And tens of thousands of people searching for missing loved ones. We'll show you what's being done to try to help them.

I'm Wolf Blitzer. You're in THE SITUATION ROOM.

A week after the storm, there's increased attention and assistance, cooperation and consolidation. But obviously the mission is critical. In the affected areas, they're trying to shelter and feed the now homeless and hungry. Between Mississippi and Louisiana alone, 8.5 million meals have been delivered. For those handing out those meals and other stressed-out volunteers, President Bush visited, thanking them and hoping to boost morale.

And another important mission: repairing the broken levees in New Orleans. At least one water pump is now up and running as work continues on others.

Now a look at the situation in some of the states. After the 9/11 attacks, New York City received support from Louisiana. Now New York is returning the generosity. One hundred fifty New York police officers with military and emergency medical experience left today, headed toward Louisiana, as well as 300 New York firefighters.

In Texas, 1.5 million evacuees are packing the shelters, and the governor is asking other states to help.

In Louisiana, dozens of forensic experts are planning to process more than 140 corpses a day, hoping to identify them. There are now 59 confirmed deaths so far in Louisiana, though that number is expected to rise, unfortunately, tragically, well into the thousands. Some of the latest additions to the emergency crews in New Orleans, teams of morticians at the ready to gather and identify bodies.

Let's get an update now from CNN's Jeff Koinange. He's joining us now live in New Orleans. Jeff?

JEFF KOINANGE, CNN CORRESPONDENT: That's right, Wolf. And I'm standing literally in the middle of Canal Street. And Wolf, imagine Canal Street on any given day. Behind me it probably would be chock -- chock a block full of traffic, human, vehicular. People wouldn't be able to move around me.

What you see is stores that have been looted. Those that weren't looted that have been burnt. Look at that Mirage door over there, Wolf. If you zoom in, you see the grill over there. It looks like someone drove a vehicle into it, and pried that grill open and took whatever was inside.

This is typical of this busy thoroughfare, Wolf, a thoroughfare that divides the CBD from the French Quarter. Billions and billions of dollars being lost every day even as we speak.

Well, it's going to take a long time. You say those levees are slowly being fixed. By the time this water is drained, Wolf, and then these streets cleaned, that will take a long time, Wolf.

And the rescues do continue, people coming back into the city, but recovery, Wolf, you can know recovery after any disaster, that takes forever. As long as there's a beginning, Wolf, as long as people slowly start streaming into town, the basic social services are restored, water, electricity, telephones. If those are restored, people will come back. Until that happens, people will stay away, Wolf.

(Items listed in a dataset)
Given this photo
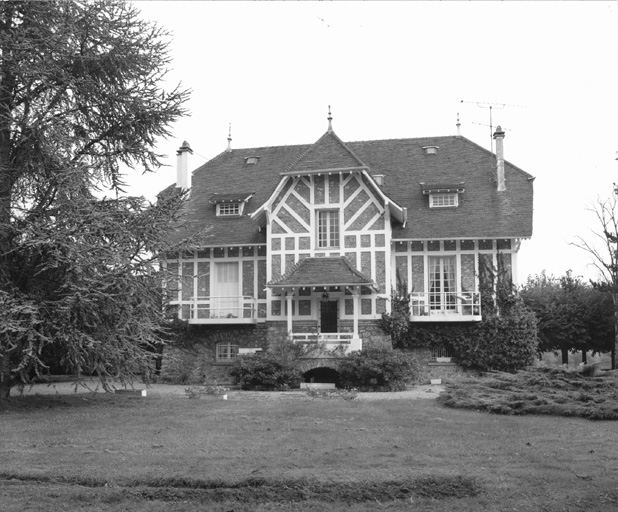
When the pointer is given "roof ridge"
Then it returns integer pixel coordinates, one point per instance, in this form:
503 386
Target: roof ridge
317 142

- [Your assignment]
Carry on the news transcript about the storm's aftermath, starting right after its last sentence.

- [Answer]
BLITZER: Are people coming up to you, Jeff -- we just heard Donna Brazile tell her poignant personal story about her sister who's still missing in New Orleans. Are people coming up to you and to our other CNN personnel in New Orleans and giving you their names, asking that we convey information that they are alive?

KOINANGE: Every single day, Wolf, no matter where we are. You see people. And those lucky enough to salvage family photographs, they come up and say, look, my father's here. My mother's here. I haven't seen them since the hurricane hit.

Every single day, every corner we turn, you find people who are missing relatives and friends, not able to go back to their homes because the water in some places is six to eight feet deep.. They are very worried, Wolf.

And that's why those people who have been evacuated to other states, by the time they come back and look for their loved ones, that's going to take such a long time.

And you were talking about earlier on, saying why are some people staying? Well, they're staying, A, because they are living in their homes and they don't want to leave their homes. That's their possessions. They don't want to leave them.

And, B, they want to be as close as possible to their friends, relatives and neighbors, Wolf.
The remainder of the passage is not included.